Set tasks |
**A)** In the comments about Campolo and evangelicals, the final commenter says that Paul's words count even though Jesus never addressed the issue. Using that commenter's stated reason, explain why in one to three sentences.
**B)** Swap "candidate" for "nominee" and write out the passage from the comments about Campolo and evangelicals, starting with "Here's a thought: How" and going on through "be too radical.".

Source document |
++++++++++
Here's a thought: How about voting for the candidate who is most committed to preserving, protecting, and defending the U.S. Constitution? Guess that would be too radical.

The problem with the so-called Red Letter Christians is that focusing only on the words of Christ (those printed in red letters in some Bible editions) ignores surrounding context, and also the fact that Jesus was "sent to the lost sheep of the house of Israel." Those who take such a designation can therefore ignore the rest of Scripture. Since Jesus never said anything about homosexuality (He didn't need to; a homosexual would have been stoned to death in Israel, so there weren't any), that gives them permission to support it. They fail to realize that the words of Paul in Romans 2 holds just as much weight as the words of Jesus, since He wrote under the inspiration of the Holy Spirit.

Campolo would rather align himself with Obama and democrats who support abortion and homosexual practice than he would with Christians who voted for Gindrich who opposes government funded abortion and homosexual practice. In any case, I'll stand for righteousness and against wickedness.

@John. Adulterers were stoned to death too, but do you honestly think there weren't any in Israel? I'm sure there were plenty of homosexuals too.

I wonder how the exit polls determined someone is an evangelical? Did they get to self-identify, or was this label placed on them by a pollster?

Typical East coast elitist non-sense. It's easier for Campolo to look down his nose at white southerners who disagree with him than it is to confront the immorality within his own party.

It's unlikely that there were any homosexuals in Israel.In any event, though Jesus never addressed the issue, Paul certainly did -- and Paul wrote under the inspiration of the same Holy Spirit who is fully God, as Jesus is. As for Campolo, if he wants to shed the evangelical label, let him. I think many evangelicals long ago dismissed him, Jim Wallis, and their kind as belonging to that fold. It is sad, because Tony is a great writer and speaker, and has led people to the Lord before. Alas, with too many people, politics can trump faith.
++++++++++
Material supplied |
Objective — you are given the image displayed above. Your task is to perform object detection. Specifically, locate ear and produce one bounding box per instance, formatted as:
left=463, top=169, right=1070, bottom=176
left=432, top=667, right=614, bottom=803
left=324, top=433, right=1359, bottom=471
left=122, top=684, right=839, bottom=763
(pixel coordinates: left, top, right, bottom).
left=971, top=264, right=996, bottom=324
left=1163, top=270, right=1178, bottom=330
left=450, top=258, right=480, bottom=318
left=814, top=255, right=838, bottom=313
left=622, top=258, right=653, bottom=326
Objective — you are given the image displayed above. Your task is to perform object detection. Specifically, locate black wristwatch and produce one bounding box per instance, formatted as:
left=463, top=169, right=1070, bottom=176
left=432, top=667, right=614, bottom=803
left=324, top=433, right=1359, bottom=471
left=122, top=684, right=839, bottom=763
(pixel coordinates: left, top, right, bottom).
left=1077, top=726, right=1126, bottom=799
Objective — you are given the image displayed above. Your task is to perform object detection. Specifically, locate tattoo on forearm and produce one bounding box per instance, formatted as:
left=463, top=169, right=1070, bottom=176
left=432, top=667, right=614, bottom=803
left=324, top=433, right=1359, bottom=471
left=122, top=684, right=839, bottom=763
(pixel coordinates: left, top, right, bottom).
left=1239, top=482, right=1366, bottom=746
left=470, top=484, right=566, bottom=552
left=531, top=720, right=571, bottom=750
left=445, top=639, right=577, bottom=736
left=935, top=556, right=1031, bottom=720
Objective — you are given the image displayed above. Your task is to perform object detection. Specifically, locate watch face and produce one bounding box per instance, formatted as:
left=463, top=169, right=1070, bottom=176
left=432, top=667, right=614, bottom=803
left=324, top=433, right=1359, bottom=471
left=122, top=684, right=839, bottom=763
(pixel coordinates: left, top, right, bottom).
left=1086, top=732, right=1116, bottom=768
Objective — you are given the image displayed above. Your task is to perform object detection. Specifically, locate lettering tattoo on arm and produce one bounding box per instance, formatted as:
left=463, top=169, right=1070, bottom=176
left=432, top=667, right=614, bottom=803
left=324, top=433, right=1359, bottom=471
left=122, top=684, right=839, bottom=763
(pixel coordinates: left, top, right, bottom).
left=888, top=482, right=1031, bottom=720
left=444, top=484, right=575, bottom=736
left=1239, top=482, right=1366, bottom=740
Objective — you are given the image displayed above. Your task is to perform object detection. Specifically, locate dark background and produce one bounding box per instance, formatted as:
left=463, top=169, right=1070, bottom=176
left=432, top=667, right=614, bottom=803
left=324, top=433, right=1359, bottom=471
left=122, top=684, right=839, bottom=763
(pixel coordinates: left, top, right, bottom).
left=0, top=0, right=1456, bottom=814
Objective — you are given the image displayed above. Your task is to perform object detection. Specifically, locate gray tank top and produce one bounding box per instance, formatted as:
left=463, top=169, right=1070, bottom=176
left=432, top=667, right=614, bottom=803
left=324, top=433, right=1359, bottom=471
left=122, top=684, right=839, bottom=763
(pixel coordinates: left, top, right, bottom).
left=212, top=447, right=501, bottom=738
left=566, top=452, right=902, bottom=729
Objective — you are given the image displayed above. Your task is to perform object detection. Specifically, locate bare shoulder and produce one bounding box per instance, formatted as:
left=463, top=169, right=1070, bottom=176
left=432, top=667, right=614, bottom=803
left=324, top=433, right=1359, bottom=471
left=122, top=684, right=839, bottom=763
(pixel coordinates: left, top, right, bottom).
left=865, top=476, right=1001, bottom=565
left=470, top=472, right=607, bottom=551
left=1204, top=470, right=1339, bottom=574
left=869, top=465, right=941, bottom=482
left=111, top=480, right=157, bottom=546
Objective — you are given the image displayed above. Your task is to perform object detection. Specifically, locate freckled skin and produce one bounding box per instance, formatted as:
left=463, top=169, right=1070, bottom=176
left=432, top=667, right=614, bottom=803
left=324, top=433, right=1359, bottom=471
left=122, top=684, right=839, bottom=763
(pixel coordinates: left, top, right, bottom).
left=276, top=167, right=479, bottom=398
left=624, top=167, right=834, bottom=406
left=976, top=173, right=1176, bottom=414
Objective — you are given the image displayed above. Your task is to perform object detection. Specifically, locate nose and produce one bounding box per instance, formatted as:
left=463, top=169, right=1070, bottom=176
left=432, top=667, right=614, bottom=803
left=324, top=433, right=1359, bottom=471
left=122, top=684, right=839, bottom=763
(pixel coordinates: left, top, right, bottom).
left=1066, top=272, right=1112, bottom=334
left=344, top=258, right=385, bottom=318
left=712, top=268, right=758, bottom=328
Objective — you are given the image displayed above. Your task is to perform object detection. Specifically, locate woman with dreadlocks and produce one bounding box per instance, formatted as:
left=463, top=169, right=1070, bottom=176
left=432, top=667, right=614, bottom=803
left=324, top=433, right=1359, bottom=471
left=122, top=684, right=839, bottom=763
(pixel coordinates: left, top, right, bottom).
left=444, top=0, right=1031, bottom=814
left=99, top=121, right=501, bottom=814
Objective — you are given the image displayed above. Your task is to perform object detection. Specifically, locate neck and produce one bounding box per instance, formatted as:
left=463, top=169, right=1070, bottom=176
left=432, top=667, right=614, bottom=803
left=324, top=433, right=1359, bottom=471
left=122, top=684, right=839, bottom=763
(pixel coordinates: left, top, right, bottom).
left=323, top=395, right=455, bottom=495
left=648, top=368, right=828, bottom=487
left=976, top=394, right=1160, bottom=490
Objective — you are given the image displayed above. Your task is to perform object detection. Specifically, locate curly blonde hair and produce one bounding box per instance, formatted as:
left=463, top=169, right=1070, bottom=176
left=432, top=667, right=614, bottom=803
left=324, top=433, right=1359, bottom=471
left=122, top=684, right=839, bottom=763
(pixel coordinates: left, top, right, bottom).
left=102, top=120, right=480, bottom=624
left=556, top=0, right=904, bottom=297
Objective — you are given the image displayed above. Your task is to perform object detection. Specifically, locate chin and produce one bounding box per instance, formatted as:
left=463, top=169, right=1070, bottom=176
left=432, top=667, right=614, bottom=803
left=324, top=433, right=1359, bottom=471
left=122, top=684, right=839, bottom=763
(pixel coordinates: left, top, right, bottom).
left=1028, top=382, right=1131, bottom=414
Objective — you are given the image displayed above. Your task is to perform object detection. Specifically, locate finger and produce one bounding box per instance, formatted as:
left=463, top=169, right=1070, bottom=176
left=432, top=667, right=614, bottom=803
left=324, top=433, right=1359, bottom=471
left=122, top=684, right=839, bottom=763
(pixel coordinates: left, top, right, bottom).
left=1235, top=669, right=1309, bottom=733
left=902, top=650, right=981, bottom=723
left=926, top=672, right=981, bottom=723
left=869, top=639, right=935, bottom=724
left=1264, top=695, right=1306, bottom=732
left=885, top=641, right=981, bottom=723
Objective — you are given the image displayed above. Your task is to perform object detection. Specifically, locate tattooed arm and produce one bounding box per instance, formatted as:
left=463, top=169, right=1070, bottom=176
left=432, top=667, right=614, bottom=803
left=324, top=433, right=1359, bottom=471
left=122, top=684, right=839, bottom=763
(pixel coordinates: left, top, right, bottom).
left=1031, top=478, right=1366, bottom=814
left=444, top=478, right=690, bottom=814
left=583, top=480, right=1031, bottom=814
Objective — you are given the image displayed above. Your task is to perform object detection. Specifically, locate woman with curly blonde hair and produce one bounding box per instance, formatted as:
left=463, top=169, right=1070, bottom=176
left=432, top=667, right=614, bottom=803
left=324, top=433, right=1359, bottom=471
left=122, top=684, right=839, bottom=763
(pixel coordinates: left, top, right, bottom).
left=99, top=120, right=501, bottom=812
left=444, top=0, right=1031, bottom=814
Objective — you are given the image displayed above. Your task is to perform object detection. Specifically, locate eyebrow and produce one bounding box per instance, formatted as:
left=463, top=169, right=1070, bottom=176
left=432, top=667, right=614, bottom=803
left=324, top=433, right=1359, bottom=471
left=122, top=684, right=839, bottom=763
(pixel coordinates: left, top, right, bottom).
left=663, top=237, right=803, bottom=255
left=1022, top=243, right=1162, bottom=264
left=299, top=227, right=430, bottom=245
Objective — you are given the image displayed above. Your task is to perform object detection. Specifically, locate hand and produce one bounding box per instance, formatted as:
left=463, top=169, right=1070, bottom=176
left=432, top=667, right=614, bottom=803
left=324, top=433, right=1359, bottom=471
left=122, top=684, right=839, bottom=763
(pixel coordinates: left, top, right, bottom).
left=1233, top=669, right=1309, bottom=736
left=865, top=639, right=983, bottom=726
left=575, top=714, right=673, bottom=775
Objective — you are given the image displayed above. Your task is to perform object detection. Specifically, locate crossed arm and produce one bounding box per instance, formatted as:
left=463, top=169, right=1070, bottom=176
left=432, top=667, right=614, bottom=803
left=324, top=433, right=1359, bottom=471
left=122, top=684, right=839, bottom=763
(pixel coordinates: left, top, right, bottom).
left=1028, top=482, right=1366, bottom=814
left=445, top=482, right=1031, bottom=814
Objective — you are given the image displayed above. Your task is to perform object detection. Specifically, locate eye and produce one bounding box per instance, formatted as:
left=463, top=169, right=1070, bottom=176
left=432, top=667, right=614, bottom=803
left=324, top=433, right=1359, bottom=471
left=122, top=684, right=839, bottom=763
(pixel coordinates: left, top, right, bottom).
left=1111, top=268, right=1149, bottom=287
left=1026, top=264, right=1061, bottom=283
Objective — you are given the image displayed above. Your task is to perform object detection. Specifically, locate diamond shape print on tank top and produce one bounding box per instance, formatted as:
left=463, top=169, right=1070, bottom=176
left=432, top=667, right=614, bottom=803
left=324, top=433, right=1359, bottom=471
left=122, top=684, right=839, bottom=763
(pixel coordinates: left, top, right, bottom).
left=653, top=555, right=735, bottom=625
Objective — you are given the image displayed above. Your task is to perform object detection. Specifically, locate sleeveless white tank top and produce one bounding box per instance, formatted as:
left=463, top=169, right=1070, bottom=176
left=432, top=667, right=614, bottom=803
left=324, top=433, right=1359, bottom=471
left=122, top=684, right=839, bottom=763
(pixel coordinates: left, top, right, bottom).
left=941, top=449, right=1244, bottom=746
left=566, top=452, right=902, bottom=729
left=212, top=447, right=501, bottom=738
++++++++++
Answer list |
**A)** Paul's words count because he wrote under the inspiration of the same Holy Spirit who is fully God, as Jesus is.

**B)**
Here's a thought: How about voting for the nominee who is most committed to preserving, protecting, and defending the U.S. Constitution? Guess that would be too radical.